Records
#####
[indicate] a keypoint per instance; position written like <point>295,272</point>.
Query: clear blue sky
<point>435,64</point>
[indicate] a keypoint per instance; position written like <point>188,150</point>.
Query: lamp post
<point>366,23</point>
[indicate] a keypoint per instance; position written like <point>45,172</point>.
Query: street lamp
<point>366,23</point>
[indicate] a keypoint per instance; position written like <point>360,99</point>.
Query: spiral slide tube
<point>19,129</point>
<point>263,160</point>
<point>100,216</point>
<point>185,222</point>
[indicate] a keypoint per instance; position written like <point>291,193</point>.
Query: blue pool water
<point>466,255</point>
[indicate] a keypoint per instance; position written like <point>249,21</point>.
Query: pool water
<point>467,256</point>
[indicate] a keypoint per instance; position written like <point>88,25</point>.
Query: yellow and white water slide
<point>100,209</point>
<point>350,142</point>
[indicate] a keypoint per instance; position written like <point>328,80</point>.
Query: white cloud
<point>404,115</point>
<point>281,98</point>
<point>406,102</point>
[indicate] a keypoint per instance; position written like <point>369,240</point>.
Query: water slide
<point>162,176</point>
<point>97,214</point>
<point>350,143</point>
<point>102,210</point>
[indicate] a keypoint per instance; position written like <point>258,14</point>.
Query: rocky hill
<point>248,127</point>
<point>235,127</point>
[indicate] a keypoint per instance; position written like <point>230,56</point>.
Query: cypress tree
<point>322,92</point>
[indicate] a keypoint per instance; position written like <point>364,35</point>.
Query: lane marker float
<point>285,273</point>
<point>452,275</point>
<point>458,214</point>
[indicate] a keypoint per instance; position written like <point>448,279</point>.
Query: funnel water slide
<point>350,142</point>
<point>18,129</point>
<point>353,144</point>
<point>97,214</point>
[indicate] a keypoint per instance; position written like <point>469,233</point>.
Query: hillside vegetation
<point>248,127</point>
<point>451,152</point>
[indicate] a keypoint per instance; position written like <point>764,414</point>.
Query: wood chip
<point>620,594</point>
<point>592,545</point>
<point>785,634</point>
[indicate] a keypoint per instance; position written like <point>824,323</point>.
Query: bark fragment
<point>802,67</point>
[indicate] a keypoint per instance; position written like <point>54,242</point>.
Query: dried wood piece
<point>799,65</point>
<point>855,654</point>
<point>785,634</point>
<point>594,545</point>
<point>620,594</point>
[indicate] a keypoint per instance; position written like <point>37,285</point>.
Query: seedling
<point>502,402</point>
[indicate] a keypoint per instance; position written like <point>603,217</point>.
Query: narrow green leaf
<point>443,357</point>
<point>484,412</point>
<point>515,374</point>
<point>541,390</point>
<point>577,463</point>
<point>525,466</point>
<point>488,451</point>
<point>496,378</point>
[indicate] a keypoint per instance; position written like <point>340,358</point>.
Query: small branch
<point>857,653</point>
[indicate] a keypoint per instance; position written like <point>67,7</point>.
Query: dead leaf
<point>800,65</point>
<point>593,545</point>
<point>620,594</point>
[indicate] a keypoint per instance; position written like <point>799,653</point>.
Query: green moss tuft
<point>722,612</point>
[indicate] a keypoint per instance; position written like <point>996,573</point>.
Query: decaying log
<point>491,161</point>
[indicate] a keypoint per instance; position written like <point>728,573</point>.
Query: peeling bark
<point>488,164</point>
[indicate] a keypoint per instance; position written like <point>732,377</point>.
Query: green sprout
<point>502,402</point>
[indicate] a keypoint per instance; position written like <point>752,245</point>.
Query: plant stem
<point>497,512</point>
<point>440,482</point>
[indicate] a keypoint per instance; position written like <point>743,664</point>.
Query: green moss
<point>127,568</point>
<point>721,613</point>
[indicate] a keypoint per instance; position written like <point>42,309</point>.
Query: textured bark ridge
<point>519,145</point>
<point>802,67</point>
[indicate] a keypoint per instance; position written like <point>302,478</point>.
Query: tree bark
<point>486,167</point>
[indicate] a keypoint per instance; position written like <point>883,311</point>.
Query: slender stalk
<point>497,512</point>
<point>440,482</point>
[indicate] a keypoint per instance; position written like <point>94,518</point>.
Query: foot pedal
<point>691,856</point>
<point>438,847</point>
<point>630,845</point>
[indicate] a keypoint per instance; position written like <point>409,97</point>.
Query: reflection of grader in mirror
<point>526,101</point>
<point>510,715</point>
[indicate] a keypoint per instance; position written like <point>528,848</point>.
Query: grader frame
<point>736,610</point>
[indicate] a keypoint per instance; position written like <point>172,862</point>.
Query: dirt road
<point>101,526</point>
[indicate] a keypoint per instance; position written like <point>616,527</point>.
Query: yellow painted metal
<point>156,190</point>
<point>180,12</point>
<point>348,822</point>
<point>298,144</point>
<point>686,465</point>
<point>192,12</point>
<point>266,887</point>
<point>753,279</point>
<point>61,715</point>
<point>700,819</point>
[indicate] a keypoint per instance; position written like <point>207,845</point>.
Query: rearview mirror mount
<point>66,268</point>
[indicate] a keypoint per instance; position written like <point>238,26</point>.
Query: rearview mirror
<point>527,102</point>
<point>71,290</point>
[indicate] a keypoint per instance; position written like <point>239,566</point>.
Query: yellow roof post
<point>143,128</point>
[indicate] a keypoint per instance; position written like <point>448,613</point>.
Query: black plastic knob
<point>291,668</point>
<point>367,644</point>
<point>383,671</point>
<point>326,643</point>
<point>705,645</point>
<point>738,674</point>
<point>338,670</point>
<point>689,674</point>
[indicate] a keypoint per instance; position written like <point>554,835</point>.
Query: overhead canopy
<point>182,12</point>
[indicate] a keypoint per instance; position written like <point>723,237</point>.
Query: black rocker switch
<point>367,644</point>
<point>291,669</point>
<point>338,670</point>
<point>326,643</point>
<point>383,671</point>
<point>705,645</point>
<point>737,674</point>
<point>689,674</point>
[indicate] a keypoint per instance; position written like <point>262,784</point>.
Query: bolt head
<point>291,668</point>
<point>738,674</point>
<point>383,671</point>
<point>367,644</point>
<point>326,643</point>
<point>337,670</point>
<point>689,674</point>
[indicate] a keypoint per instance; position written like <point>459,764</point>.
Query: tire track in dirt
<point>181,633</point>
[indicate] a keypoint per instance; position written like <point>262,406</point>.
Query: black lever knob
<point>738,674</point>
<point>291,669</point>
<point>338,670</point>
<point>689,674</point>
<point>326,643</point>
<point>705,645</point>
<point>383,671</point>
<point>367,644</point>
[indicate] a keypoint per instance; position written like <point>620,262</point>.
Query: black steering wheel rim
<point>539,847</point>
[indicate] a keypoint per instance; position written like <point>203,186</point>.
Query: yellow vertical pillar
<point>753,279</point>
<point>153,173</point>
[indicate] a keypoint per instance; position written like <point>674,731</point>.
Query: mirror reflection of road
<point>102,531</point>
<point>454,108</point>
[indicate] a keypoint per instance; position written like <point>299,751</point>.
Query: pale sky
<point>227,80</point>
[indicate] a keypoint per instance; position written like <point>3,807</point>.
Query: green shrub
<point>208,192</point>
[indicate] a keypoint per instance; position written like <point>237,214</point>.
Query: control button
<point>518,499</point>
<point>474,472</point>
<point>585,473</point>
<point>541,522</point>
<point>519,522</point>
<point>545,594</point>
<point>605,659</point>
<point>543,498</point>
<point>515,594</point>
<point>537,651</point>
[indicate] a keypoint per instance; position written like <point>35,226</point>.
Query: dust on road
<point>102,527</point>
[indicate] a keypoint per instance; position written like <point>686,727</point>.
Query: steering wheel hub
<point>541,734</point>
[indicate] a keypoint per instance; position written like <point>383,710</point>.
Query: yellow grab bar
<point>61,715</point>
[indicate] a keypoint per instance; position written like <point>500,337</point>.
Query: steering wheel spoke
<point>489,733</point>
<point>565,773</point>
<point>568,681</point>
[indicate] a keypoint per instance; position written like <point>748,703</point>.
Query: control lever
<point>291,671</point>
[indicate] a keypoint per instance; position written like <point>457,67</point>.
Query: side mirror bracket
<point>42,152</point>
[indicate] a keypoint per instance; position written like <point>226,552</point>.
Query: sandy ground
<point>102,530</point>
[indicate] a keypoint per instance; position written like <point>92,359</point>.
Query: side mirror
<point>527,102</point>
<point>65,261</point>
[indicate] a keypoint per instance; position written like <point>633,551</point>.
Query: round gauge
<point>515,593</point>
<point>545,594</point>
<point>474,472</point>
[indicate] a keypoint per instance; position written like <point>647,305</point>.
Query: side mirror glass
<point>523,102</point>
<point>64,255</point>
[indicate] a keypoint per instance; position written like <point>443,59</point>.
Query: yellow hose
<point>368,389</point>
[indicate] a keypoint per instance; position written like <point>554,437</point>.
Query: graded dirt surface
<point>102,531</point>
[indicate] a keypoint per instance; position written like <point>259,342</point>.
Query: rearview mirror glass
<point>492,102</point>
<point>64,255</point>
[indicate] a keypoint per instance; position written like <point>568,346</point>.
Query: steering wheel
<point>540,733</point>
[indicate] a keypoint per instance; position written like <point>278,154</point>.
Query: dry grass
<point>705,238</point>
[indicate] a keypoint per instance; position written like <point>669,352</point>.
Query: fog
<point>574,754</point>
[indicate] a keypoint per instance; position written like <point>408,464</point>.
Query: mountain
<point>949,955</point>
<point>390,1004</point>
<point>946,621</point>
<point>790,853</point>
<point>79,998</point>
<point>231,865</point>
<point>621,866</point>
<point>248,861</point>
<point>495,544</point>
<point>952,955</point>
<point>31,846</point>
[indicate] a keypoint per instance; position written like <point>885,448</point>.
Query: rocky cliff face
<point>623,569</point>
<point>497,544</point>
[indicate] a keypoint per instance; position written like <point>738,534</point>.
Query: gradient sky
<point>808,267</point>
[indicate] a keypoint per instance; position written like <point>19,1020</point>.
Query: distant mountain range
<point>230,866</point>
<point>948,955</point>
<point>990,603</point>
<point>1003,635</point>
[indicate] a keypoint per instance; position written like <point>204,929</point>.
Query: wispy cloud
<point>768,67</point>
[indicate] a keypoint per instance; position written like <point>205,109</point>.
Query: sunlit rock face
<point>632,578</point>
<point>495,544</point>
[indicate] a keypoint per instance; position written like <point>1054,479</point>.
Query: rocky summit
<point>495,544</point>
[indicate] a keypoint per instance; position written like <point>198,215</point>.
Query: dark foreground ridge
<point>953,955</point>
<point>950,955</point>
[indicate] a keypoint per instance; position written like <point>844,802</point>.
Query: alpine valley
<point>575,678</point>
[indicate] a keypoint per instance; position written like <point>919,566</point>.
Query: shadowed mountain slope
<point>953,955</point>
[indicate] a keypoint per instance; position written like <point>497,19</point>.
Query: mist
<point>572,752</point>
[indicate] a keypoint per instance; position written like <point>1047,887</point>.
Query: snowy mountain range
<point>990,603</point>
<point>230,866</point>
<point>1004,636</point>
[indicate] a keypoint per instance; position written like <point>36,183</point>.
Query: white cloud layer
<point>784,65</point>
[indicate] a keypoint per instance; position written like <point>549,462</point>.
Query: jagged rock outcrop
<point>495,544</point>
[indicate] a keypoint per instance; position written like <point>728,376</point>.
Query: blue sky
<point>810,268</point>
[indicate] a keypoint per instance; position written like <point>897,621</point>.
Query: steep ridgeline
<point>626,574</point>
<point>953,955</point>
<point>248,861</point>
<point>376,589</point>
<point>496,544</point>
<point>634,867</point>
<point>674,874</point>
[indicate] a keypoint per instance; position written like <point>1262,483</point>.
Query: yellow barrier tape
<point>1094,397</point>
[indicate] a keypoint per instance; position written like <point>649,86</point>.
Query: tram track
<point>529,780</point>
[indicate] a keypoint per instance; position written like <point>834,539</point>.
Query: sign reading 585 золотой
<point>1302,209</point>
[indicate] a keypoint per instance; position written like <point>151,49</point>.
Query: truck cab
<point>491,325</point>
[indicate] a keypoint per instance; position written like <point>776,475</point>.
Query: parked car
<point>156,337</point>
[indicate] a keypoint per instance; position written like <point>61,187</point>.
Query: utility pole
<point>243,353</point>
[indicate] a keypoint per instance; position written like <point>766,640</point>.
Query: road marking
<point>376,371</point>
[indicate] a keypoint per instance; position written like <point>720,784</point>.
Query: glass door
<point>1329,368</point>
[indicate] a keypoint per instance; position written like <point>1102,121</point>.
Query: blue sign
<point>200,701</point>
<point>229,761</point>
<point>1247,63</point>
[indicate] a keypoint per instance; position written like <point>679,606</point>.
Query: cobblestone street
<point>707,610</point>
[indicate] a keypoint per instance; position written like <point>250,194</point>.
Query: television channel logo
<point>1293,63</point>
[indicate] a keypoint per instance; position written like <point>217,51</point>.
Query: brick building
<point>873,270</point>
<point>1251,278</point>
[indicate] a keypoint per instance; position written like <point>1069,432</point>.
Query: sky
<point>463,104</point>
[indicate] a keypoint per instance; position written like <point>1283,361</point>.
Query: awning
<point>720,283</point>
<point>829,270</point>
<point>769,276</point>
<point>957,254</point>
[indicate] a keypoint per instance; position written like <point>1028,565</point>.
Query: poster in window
#####
REQUIREMENTS>
Could you write out again the entries from the line that has "written like <point>239,566</point>." through the line that has "<point>153,173</point>", requests included, shifting every answer point by adding 83 to each of its coordinates while leaving the sample positions in the requests unchanged, and give only those lines?

EXERCISE RESULT>
[indicate] a keypoint per instance; position written like <point>239,566</point>.
Query: yellow roof post
<point>226,211</point>
[indicate] a keypoint per instance; position written like <point>448,613</point>.
Query: black plastic knob
<point>374,751</point>
<point>450,727</point>
<point>466,754</point>
<point>409,726</point>
<point>788,728</point>
<point>821,757</point>
<point>421,753</point>
<point>772,757</point>
[indicate] a keypoint per instance; position written like <point>554,835</point>.
Query: overhead canopy
<point>265,95</point>
[indicate] a keypoint per instance; position written like <point>723,237</point>.
Query: black rocker switch
<point>450,727</point>
<point>374,752</point>
<point>421,753</point>
<point>409,726</point>
<point>466,754</point>
<point>788,728</point>
<point>820,757</point>
<point>772,757</point>
[indicate] a keypoint per instance; position written like <point>262,784</point>.
Query: bolt head
<point>374,751</point>
<point>821,757</point>
<point>466,754</point>
<point>450,727</point>
<point>409,726</point>
<point>420,753</point>
<point>772,757</point>
[indicate] a keypoint per instance; position written like <point>459,764</point>.
Query: tire track in dirt
<point>264,716</point>
[indicate] a keypoint per instance; position written like <point>262,406</point>.
Query: black lever knob
<point>821,757</point>
<point>374,752</point>
<point>421,753</point>
<point>772,757</point>
<point>409,726</point>
<point>788,728</point>
<point>466,754</point>
<point>450,727</point>
[indicate] a keypoint per instance; position written like <point>620,262</point>.
Query: black steering wheel rim
<point>622,930</point>
[indicate] a keypoint per instance; position written like <point>203,186</point>.
Query: yellow vertical pillar
<point>836,362</point>
<point>236,256</point>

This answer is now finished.